-- start of Records for this task --

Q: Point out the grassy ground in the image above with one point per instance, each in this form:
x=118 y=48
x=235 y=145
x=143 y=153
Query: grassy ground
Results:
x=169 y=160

-- end of Records for this task --

Rewrite these rows with "grassy ground" changed to "lawn" everywhere it occurs, leaving everything else the same.

Q: Point out the lawn in the image above with one point per instance, each in this form:
x=118 y=48
x=235 y=145
x=143 y=153
Query: lawn
Results:
x=169 y=160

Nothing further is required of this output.